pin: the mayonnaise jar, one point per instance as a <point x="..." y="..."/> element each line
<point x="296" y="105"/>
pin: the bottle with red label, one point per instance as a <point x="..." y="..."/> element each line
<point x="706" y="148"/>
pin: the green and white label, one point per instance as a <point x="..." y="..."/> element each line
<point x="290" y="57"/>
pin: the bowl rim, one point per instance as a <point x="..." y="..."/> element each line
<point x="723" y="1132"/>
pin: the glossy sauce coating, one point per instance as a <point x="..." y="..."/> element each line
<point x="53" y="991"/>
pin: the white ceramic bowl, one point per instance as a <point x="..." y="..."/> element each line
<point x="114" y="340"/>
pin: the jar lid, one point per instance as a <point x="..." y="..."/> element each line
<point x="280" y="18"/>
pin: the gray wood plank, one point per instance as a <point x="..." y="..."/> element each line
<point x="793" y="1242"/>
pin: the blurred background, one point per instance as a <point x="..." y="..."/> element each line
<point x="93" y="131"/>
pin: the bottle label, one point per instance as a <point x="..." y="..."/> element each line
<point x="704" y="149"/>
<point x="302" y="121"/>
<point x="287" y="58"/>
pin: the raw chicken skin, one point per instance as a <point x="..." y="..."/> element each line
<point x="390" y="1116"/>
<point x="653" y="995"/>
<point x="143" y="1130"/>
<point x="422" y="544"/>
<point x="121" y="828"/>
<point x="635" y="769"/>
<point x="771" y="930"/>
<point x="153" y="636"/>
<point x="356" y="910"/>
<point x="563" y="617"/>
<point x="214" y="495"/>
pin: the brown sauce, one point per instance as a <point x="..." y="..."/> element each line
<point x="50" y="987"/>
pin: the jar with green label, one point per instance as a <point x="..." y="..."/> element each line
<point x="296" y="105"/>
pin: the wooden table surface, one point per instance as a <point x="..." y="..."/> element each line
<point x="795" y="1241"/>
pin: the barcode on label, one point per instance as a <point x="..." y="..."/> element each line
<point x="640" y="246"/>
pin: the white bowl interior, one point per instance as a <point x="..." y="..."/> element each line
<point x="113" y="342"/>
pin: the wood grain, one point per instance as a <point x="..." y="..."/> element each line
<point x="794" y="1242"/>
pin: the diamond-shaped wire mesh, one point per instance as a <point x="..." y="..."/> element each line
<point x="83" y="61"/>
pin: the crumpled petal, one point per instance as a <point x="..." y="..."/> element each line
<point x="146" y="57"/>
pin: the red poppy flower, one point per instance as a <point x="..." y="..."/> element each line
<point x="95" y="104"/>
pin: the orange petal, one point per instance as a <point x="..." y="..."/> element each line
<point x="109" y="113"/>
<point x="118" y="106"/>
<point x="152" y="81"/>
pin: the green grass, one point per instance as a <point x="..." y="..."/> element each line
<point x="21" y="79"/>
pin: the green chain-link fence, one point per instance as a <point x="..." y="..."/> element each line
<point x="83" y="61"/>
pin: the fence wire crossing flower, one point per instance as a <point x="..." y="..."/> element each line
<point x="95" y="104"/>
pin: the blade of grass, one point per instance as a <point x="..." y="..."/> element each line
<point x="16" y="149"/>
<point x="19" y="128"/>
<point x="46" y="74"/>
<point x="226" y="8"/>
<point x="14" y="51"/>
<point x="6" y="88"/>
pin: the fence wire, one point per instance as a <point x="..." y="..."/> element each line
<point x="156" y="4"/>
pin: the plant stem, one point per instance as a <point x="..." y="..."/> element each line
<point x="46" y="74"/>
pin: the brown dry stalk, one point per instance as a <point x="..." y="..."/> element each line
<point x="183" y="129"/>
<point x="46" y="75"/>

--- --- ---

Instructions to follow:
Revise the items from the line holding "pin: the plant" through the last line of the items, inclusive, changing "brown dry stalk" to "withered stalk" and keeping everything else the same.

Expected answer:
pin: the plant stem, one point per instance as a <point x="..." y="..."/> element each line
<point x="46" y="74"/>
pin: the withered stalk, one point per instance as a <point x="..." y="..."/> element each line
<point x="183" y="129"/>
<point x="46" y="75"/>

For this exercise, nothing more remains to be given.